**WORK TO COMPLETE:**
1 – Write out the post about Les and Isabel below word for word, from "My parents, Les, as" to "each other well.".
2 – Extend the post about Les and Isabel below, picking up right after its last sentence.

Wednesday, February 23, 2011

Les and Isabel

My parents, Les, as he preferred to be called despite his real name being Alfred, and Isabel proved an often strange, yet well-matched pair. They were both eccentric in their own ways but, temperamentally, complemented each other well.

In her late teens, Isabel was committed for three months in a sanatorium following a serious nervous breakdown. Thankfully, the wedding day did not put her back there! This commitment was not kept a secret from me, instead Mum would tell me tales of her time there as though she had been on a wonderful adventure. She was very good at spinning interesting stories out of otherwise mundane events.

As my childhood progressed, I was soon to recognise the highs and lows of her mood swings. I came to realise that her nervous breakdown was the prelude to the bouts of depression that were yet to plague her life.

**PROVIDED RECORDS:**

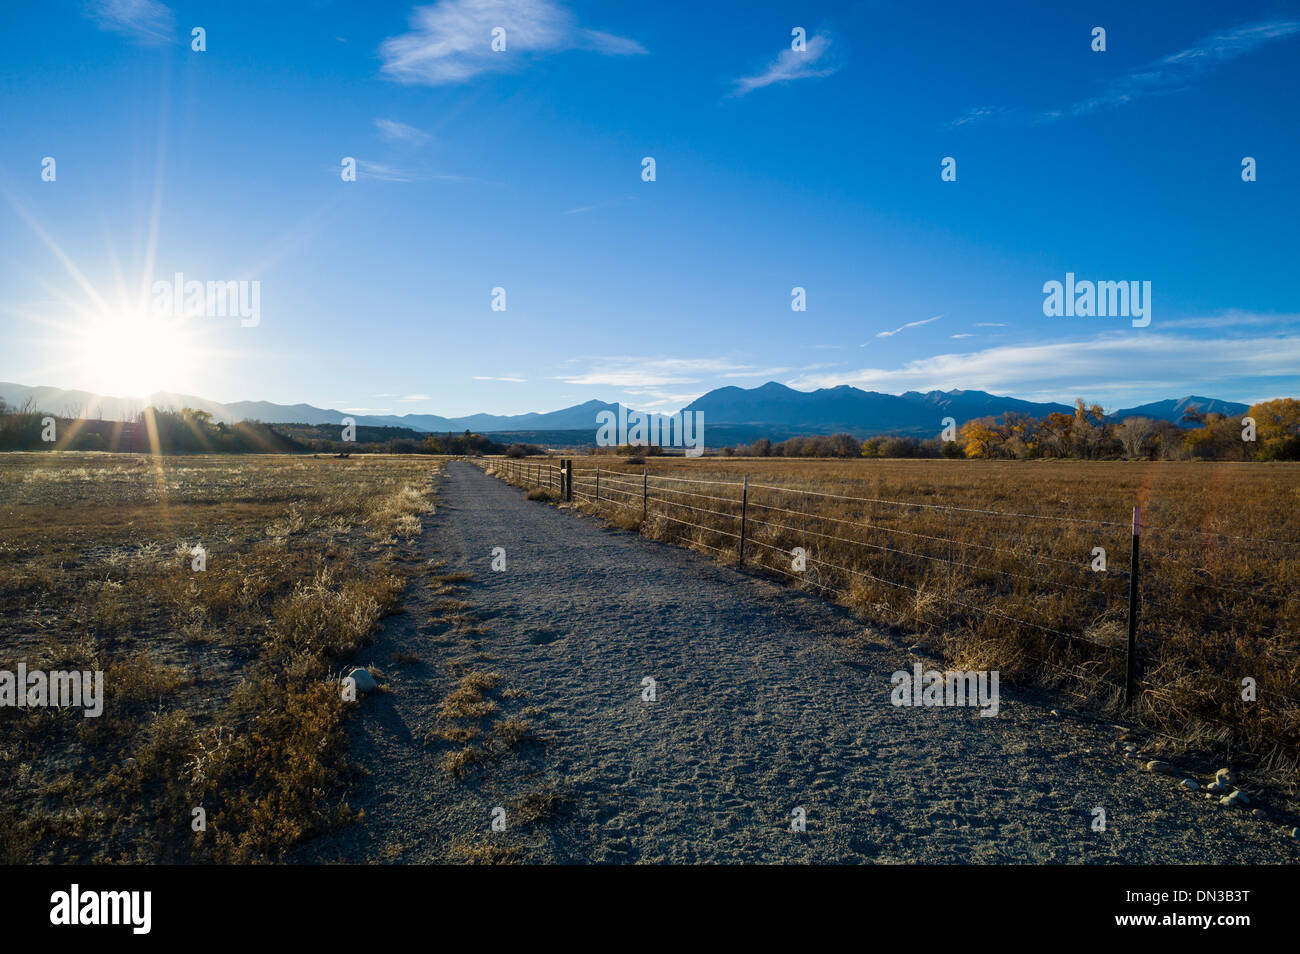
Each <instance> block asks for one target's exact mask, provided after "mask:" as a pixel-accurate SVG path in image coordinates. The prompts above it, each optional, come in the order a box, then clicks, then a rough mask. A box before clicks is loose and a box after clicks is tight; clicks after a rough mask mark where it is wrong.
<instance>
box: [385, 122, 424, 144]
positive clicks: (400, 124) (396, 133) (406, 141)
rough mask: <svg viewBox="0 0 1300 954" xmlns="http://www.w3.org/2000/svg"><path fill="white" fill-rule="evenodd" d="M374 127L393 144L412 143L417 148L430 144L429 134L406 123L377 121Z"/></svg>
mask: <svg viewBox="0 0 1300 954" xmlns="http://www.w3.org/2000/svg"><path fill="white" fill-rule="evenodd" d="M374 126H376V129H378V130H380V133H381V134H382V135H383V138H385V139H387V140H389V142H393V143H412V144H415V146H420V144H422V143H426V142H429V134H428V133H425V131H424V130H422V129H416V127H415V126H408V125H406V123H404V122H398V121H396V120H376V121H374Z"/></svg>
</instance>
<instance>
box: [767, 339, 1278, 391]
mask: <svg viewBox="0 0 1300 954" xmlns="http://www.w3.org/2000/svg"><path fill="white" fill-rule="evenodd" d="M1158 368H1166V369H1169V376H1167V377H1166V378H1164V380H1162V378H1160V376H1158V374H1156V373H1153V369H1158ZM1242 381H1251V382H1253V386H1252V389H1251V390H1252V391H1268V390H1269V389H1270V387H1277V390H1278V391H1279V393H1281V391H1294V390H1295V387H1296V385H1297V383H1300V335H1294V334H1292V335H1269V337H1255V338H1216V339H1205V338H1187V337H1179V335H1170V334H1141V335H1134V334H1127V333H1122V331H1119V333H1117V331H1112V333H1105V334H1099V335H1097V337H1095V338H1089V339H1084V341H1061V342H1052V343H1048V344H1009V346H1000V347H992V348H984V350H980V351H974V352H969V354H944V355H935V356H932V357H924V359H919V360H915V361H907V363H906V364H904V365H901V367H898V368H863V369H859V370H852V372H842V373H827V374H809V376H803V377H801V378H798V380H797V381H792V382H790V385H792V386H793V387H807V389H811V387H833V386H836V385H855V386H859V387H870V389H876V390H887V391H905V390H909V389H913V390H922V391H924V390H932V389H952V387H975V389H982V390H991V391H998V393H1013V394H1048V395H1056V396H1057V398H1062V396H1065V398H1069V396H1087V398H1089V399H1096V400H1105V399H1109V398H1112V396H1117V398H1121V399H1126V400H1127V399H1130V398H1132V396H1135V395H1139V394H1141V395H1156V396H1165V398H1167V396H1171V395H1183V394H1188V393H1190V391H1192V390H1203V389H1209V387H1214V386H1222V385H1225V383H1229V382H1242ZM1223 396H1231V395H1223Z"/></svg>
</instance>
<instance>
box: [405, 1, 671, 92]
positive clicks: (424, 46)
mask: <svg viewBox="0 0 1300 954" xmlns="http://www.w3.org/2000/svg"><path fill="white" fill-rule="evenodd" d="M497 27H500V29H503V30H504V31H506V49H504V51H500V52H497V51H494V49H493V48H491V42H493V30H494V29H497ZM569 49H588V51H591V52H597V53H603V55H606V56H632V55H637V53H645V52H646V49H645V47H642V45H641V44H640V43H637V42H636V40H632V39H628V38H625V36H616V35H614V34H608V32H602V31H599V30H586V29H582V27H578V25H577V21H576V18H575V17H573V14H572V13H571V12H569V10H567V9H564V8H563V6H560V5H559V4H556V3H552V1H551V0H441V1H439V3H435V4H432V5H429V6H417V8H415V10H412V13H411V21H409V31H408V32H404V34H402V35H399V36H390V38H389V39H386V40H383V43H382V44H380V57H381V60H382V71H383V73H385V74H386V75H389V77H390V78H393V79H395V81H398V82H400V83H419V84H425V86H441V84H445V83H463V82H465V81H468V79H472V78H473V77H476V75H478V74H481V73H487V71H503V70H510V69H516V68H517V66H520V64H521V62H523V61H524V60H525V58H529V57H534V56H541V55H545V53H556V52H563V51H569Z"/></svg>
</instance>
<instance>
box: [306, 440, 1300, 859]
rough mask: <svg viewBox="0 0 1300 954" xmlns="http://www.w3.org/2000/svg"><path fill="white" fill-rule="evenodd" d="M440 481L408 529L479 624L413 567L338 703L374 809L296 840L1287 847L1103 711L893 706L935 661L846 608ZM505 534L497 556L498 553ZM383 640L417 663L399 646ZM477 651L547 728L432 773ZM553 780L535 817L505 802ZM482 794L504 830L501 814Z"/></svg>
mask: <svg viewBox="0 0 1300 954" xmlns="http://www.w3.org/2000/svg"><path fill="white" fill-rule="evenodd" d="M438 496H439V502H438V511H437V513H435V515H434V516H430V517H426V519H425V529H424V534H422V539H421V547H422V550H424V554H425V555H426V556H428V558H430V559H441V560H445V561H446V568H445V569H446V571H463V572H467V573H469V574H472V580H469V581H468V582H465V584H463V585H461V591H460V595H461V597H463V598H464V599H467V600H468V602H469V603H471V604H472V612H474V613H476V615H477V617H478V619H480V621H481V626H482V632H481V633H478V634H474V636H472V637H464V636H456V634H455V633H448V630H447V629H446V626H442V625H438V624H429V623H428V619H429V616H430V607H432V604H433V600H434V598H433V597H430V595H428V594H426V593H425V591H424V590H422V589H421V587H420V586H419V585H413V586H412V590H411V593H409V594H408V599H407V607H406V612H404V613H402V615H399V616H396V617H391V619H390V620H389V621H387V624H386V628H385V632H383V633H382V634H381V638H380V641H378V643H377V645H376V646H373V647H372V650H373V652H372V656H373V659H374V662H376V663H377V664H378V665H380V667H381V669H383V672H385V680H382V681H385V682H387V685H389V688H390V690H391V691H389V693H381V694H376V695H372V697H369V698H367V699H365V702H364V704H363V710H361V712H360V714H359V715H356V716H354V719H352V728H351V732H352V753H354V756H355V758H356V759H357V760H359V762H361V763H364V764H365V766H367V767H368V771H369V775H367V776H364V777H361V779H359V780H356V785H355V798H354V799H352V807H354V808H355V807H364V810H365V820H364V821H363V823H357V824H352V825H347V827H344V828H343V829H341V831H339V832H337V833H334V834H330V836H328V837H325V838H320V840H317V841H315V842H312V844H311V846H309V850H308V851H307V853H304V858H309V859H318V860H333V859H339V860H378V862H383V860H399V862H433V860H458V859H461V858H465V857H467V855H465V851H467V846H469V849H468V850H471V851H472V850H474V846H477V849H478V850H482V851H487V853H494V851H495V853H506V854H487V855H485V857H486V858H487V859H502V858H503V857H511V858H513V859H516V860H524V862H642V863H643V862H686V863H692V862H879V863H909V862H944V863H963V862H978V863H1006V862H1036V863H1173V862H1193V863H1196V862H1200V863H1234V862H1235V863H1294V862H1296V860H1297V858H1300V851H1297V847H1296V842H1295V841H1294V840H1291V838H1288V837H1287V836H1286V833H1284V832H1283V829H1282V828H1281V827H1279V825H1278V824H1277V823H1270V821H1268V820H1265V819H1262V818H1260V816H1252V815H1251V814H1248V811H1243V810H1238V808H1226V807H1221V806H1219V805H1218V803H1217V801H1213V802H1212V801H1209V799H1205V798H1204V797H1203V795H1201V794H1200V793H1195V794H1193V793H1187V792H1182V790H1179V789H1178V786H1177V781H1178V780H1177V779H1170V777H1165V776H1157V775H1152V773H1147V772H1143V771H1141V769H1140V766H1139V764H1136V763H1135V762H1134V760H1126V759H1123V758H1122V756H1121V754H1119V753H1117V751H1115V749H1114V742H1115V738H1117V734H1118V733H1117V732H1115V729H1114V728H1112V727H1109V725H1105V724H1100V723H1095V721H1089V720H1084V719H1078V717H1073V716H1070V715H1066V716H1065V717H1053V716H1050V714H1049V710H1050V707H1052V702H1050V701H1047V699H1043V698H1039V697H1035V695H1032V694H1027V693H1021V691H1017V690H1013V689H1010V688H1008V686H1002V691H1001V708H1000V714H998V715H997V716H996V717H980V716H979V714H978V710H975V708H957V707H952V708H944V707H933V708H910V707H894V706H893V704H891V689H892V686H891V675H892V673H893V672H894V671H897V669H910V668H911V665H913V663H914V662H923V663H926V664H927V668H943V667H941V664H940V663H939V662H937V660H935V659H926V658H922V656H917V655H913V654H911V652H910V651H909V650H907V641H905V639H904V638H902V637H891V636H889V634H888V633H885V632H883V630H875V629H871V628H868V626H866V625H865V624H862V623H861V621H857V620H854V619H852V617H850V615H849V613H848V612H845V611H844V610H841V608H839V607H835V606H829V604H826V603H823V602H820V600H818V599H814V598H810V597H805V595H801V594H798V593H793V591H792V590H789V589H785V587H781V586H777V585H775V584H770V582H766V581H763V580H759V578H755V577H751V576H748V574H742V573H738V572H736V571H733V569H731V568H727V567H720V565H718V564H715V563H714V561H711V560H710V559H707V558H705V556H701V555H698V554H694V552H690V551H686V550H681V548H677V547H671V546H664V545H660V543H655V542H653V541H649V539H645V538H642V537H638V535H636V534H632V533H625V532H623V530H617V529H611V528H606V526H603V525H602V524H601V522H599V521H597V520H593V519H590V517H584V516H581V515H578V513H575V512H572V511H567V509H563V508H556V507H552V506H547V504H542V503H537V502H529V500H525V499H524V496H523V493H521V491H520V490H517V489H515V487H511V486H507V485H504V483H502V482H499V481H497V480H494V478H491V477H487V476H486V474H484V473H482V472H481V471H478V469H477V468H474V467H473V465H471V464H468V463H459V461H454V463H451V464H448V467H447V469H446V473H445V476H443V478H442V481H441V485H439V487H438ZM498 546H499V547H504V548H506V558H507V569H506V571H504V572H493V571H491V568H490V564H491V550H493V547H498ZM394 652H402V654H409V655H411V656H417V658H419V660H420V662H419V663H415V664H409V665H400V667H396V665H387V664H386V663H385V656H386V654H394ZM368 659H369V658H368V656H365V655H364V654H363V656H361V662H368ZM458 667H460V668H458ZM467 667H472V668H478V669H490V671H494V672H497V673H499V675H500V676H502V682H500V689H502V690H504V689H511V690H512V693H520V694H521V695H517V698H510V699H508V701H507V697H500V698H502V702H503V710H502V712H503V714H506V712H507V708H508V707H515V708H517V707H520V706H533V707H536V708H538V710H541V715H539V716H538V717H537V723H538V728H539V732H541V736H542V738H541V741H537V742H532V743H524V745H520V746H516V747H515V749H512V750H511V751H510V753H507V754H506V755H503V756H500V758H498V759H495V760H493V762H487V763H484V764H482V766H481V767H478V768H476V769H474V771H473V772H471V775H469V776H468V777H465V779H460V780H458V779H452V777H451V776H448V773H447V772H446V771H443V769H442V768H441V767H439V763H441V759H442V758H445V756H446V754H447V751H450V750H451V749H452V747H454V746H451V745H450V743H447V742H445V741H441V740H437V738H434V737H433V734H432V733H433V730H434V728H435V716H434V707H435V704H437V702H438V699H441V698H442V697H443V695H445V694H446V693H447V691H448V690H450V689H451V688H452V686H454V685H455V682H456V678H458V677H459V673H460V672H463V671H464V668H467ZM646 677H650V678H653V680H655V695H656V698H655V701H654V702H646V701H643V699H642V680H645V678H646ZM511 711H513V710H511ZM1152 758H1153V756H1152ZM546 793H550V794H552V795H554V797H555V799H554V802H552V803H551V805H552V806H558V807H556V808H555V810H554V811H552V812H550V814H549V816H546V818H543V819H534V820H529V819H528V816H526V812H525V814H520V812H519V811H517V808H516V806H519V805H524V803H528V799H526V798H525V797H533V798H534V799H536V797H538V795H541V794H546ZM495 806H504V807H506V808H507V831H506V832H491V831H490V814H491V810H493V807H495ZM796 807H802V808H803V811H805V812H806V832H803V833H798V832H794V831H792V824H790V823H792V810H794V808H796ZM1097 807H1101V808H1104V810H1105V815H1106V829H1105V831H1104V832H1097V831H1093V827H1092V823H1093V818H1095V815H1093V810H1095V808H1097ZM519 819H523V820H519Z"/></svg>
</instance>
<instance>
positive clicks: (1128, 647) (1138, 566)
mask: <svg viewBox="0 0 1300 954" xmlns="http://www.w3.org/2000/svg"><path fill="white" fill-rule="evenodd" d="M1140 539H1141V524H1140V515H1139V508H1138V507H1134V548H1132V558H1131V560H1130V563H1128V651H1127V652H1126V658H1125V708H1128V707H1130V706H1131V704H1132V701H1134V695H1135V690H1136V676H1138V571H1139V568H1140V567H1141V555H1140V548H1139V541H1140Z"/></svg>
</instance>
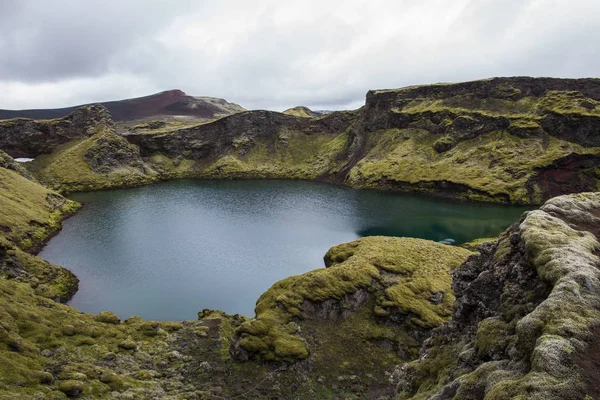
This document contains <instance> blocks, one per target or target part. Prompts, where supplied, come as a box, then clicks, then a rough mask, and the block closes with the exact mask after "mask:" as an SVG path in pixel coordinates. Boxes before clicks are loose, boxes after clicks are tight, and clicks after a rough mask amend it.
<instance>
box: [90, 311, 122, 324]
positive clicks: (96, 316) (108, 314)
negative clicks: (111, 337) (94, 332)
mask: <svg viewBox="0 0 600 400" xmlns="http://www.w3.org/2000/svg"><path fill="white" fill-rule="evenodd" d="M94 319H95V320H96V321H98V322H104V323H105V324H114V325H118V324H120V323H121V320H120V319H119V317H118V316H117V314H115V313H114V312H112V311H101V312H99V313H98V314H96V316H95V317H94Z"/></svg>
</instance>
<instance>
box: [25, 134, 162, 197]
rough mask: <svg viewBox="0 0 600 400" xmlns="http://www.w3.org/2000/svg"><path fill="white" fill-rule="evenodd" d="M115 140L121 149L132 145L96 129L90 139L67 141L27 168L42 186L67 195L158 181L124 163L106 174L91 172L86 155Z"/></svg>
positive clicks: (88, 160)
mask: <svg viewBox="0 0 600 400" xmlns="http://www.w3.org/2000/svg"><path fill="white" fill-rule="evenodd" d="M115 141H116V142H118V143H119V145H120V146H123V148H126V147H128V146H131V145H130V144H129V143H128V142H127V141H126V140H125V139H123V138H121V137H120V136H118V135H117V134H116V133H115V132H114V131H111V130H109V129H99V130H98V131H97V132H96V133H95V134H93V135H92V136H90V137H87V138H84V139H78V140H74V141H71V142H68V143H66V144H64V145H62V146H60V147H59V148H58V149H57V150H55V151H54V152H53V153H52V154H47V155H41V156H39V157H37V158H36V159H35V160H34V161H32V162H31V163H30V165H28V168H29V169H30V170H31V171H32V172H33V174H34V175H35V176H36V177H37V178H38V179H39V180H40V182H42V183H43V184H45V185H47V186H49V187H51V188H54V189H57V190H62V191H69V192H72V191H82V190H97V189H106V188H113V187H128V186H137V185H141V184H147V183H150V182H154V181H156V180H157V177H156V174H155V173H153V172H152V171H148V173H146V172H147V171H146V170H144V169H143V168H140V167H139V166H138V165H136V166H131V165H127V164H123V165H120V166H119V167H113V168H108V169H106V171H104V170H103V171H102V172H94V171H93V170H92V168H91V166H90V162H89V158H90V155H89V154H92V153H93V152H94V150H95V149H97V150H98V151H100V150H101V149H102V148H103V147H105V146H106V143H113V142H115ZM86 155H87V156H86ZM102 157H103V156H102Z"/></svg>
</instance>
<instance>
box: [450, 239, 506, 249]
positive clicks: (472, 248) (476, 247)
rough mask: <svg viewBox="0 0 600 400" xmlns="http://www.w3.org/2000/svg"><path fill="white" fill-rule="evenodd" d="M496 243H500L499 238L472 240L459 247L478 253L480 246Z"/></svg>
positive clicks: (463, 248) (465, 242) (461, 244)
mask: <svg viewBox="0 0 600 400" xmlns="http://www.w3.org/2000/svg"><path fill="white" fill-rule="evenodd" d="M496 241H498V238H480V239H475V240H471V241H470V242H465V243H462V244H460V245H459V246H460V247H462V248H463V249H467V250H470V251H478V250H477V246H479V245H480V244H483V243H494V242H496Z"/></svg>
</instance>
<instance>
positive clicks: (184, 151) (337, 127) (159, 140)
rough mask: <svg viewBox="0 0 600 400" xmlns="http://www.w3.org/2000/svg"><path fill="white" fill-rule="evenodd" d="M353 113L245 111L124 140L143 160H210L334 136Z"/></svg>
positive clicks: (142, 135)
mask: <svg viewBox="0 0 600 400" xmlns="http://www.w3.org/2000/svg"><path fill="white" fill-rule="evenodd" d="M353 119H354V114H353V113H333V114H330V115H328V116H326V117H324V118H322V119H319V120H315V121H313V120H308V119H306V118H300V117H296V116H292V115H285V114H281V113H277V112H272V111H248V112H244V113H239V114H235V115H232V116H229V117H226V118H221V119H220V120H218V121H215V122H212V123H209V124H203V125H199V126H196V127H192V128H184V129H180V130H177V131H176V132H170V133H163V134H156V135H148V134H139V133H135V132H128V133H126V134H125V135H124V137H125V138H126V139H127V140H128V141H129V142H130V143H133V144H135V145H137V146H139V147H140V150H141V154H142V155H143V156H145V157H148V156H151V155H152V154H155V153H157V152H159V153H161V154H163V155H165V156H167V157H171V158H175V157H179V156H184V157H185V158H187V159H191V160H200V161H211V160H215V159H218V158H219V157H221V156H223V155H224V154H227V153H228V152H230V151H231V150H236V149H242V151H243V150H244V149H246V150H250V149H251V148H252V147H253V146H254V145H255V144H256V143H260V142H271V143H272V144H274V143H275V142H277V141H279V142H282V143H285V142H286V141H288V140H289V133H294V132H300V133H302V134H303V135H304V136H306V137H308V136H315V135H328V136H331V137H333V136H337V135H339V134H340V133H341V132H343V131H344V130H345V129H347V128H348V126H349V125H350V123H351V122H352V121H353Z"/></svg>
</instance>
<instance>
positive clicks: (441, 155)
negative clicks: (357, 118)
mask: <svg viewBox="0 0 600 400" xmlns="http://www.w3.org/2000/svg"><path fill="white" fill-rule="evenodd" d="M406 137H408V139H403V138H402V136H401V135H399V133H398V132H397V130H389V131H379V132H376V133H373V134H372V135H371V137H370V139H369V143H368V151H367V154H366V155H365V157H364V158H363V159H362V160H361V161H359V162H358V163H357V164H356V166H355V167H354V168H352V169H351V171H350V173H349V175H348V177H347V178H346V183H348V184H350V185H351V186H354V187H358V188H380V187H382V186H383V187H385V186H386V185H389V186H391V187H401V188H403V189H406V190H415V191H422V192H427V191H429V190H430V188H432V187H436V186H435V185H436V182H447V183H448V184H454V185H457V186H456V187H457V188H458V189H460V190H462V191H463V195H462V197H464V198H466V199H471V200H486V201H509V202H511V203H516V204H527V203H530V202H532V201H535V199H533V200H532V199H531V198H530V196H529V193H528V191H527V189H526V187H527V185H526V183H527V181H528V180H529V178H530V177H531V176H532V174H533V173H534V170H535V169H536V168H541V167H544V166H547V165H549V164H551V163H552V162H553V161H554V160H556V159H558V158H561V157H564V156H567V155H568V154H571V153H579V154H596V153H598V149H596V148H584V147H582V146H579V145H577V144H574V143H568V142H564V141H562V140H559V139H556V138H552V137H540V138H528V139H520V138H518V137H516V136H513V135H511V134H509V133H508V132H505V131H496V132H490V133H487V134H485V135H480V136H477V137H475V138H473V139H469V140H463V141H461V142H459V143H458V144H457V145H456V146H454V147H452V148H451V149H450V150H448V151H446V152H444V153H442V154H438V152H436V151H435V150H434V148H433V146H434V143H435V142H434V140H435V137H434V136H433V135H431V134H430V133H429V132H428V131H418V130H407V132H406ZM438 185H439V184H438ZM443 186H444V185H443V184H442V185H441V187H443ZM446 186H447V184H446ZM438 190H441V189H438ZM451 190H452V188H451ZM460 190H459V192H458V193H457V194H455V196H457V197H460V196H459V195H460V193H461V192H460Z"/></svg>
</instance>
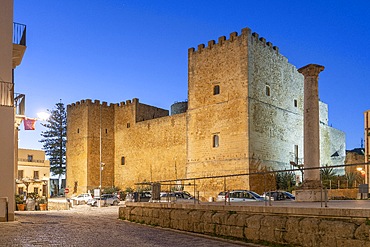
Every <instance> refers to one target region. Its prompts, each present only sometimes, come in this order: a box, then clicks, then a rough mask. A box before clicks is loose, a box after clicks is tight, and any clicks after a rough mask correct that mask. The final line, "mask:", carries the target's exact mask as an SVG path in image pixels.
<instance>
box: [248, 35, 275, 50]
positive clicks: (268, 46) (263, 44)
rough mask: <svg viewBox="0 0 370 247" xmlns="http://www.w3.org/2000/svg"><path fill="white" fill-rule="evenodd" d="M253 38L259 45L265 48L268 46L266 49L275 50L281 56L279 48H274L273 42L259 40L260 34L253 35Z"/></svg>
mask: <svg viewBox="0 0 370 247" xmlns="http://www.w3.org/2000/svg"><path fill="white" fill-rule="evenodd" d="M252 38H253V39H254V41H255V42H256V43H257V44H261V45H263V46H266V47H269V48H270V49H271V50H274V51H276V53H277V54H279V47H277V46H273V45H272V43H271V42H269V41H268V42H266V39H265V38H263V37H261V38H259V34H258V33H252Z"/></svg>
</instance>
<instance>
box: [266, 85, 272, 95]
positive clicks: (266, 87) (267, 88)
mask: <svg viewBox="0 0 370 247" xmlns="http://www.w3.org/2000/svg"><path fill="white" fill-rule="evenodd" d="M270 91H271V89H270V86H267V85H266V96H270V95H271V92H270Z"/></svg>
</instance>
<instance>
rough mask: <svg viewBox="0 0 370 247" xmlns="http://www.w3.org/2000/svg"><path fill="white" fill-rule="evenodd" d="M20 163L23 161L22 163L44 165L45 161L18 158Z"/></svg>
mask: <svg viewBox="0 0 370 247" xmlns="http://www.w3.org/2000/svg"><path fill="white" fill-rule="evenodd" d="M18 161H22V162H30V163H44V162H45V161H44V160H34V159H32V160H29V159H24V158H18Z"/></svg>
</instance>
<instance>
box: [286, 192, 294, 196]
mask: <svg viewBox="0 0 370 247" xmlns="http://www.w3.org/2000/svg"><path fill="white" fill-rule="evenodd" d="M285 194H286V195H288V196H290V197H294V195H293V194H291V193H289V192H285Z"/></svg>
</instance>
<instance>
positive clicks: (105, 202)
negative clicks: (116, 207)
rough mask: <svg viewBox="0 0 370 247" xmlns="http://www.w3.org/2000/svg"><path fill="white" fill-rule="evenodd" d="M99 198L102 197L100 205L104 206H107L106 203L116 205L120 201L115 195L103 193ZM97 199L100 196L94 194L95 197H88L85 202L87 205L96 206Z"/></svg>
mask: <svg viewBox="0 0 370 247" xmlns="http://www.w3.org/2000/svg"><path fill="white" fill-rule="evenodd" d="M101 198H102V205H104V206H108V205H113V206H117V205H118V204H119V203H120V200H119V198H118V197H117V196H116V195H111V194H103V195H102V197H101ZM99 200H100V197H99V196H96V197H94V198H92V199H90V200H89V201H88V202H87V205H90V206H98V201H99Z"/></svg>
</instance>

**PER-TASK OUTPUTS:**
1 –
My parents, Les, as he preferred to be called despite his real name being Alfred, and Isabel proved an often strange, yet well-matched pair. They were both eccentric in their own ways but, temperamentally, complemented each other well.

2 –
She was loving and caring and we spent times together in immense fun. At other times she was distant and morose, posing melodramatically, as though acting the part on stage in a picture of misery. There were times when she would disappear for hours at a time without a word to anyone as to her whereabouts or how long she would be gone.

It was early on during these times that I would panic and worry and search for her, often finding her in a neighbour’s bunker or I would come out of my search empty-handed. In response to my panic, Les would say, with exasperating nonchalance and calm, “Don’t worry—she’ll come back in her own time. Just wait and see.”

On the occasions when my search went in vein, sure enough Les was right. She would return as though all was well and without explanation. Soon, I began to see my father's nonchalance as a welcome, soothing feature. This I think was the beginning of my calm acceptance of things throughout my life, a reflection of my father’s attitude toward my mother at ‘high tide’.

My father’s eccentric ways stemmed from his teen years. He was the eldest of three and was a ‘sickly child’ by all accounts. As a result of this ill health, he was sent away at the tender and vulnerable age of eight or nine to live with his mother’s prosperous relatives, who owned a farm near Kidderminster in England. He had a good life and was happy there and, by the age of 15, was attending art school, which he loved.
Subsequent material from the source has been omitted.